***** TEXT BLOCK
Abd al-Rahman Muhammad, economist and university lecturer
An administrative mindset at odds with managing the file
In his comments to Enab Baladi, economist and university lecturer at Damascus University Majdi al-Jamous criticized the proposed electricity pricing mechanism, saying it reflects an administrative mindset that does not align with Syrian society or with sound principles for managing the sector, socially or economically.
Al-Jamous said treating electricity as a commercial commodity to increase revenues would produce the opposite result. The government would face public protests and refusal to pay, pushing citizens to reduce consumption or seek alternatives, which would lower revenues rather than increase them.
He stressed that in all countries electricity is considered a basic right, and supporting it is a state obligation. He noted that street lighting, roads, and public facilities are not billed in most countries, reinforcing the idea that electricity is a public right that should not be approached with a profit driven mindset.
Economically, al-Jamous warned that higher electricity prices would expand the shadow economy and increase electricity theft. He noted that economies emerging from crises rely primarily on small and micro enterprises, which, he said, make up about 37% of businesses worldwide. Raising electricity costs on these businesses would make them unprofitable, potentially pushing owners to shut them down, emigrate, or resort to informal methods to secure income, weakening a pillar of economic recovery.
Government support, “cosmetic”
On government support, al-Jamous said claims of 60% support for low income households are unrealistic, especially since the subsidized consumption bracket does not exceed 300 kWh per billing cycle, a quantity he said is insufficient to secure minimum living needs.
He stressed that low income groups, who make up a large share of society as poverty rates exceed 80%, are the state’s responsibility and should receive full support. He warned that such policies undermine feelings of national belonging and harm social cohesion.
Meanwhile, Abd al-Rahman Muhammad told Enab Baladi that assessing the current support requires looking at it from two angles: relative adequacy and effectiveness.
Formally, he said, support exists but is insufficient. The government announces 60% support for the first tier (300 kWh at 600 pounds), but the subsidized ceiling, 300 kWh over two months, is unrealistic. The basic needs of an average family (a refrigerator, lighting, a television, and charging devices) in a country facing recurrent crises easily exceed that limit, pushing households automatically into the higher priced tier (1,400 pounds). In that case, he said, support becomes a public relations gesture, because the family pays most of its consumption at a near full cost price.
**********
***** RAW DATA
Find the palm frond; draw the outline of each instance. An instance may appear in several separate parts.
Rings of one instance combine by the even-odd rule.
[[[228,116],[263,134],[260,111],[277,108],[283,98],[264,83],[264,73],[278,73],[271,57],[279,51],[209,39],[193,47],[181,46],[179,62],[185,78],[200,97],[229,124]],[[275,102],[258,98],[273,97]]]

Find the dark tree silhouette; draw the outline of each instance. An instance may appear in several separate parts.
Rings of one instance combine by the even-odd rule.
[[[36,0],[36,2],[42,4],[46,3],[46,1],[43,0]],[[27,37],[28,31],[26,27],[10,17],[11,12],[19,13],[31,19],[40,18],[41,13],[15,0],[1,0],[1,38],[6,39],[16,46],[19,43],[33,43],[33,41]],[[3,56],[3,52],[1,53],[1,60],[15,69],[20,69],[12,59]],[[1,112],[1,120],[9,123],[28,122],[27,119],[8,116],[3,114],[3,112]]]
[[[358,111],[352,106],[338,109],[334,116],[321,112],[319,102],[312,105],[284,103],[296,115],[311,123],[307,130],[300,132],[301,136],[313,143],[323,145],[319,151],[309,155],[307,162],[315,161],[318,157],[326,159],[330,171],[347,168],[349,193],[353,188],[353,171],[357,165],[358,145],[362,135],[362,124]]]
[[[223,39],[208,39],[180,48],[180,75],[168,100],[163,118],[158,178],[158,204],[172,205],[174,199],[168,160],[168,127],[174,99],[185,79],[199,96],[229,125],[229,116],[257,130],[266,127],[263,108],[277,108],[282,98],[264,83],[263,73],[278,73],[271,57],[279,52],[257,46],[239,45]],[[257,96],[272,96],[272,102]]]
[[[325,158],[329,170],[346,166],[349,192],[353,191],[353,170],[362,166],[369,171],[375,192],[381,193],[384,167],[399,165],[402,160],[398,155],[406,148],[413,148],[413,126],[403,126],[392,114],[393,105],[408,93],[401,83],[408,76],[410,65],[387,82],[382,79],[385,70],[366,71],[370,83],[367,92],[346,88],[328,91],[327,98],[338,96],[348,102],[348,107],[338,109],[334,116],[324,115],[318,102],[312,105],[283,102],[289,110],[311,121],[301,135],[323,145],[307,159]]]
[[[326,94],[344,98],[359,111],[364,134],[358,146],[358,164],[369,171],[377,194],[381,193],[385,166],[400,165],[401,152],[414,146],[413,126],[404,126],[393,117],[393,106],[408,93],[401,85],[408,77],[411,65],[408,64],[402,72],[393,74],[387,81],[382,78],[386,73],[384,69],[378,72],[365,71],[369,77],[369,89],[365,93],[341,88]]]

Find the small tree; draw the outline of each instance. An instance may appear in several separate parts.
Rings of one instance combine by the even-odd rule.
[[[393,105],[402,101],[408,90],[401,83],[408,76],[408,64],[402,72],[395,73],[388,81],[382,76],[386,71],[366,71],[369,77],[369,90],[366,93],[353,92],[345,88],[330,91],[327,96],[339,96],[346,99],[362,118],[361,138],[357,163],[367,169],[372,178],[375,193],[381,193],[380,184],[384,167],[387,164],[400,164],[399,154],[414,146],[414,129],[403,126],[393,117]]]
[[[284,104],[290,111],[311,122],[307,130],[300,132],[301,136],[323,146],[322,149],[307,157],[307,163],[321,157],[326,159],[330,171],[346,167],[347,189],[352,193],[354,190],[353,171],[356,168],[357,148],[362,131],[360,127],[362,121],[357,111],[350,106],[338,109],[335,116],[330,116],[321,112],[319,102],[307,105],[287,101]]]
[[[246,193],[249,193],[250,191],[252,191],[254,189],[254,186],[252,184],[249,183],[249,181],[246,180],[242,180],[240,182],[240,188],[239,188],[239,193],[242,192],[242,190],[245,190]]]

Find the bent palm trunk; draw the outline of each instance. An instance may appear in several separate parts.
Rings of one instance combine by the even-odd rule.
**********
OBJECTIVES
A. Rewrite the passage on electricity pricing from "Economically, al-Jamous warned" to "of economic recovery.", swapping "electricity theft" for "power theft".
B. Carry the passage on electricity pricing forward past its last sentence.
The records are separate from the passage on electricity pricing.

ANSWERS TO THE TASKS
A.
Economically, al-Jamous warned that higher electricity prices would expand the shadow economy and increase power theft. He noted that economies emerging from crises rely primarily on small and micro enterprises, which, he said, make up about 37% of businesses worldwide. Raising electricity costs on these businesses would make them unprofitable, potentially pushing owners to shut them down, emigrate, or resort to informal methods to secure income, weakening a pillar of economic recovery.

B.
He said the current support is not targeted in the correct economic sense. It is a general consumption subsidy, on the first 300 kWh, regardless of household income. Wealthier households that consume below the ceiling benefit from it, while large families, or those that rely on electricity for heating or running water pumps due to collapsing infrastructure, pay a heavy price.
Real support, he said, should target vulnerable groups specifically, based on clear income criteria, not on consumption levels that even poor households cannot fully control.
He also pointed to a regional comparison showing the scale of the gap. While minimum wage earners in Iraq or Turkey can buy thousands of kWh, the Syrian equivalent can barely buy 771 kWh, a level similar to Lebanon during its crisis. This, he said, shows the problem is not the nominal price per kilowatt, but the relationship between price and wages, making claims that “electricity in Syria is still among the cheapest” a misleading narrative that ignores basic economic realities.
A group of citizens gathers in Damascus to protest the recent increase in electricity bills, January 29, 2026 (Enab Baladi, Ahmad Maslamani)
Starting with restructuring the tiers
Proposals and alternatives
Real reform, according to experts interviewed by Enab Baladi, requires moving beyond temporary patchwork toward an integrated policy that addresses the root causes.
Accordingly, Dr. Abd al-Rahman Muhammad presented a set of proposals to restructure the tier system and government support:
First: A fair restructuring of tiers and prices (short to medium term)
- Raise the subsidized ceiling to a realistic level: Increase the cap of the first subsidized tier substantially, for example to 500 kWh over a two month billing cycle, while keeping a low price range (150 to 300 Syrian pounds) to ensure households can meet basic needs.
- Make tiers more detailed and gradually progressive: Adopt a more gradual three or four tier household system so jumps between tiers are not shocking, for example, a first tier up to 250 kWh per month at 150 pounds, a second tier up to 500 kWh at 500 pounds, and a third tier above that at 700 pounds. This would be fairer and encourage conservation without punitive effects.
- Link pricing to wages and freeze further hikes: Freeze any future increases, including a projected 15% increase in mid 2026, until purchasing power is restored through real wage increases, not only nominal ones. Electricity is a basic commodity and its price cannot be separated from income levels.
Second: Structural reform directions (long term)
- Improve sector efficiency before shifting the burden to citizens: The top priority is reducing massive technical losses in the grid, estimated at 40% to 50%, through maintenance and rehabilitation. Every pound spent here would save multiples in subsidies and improve service.
- Accelerate the transition to renewables and targeted support: Encourage household solar installations through soft loans or partial support, easing pressure on the grid and reducing bills over the longer term.
- Smart meters and transparency: Infrastructure upgrades should be a priority, but installing smart meters should be covered by the state or the utility as an investment in reform, not by consumers as proposed (at a cost of $60 to $70 per meter). Smart meters would reduce errors and corruption in readings.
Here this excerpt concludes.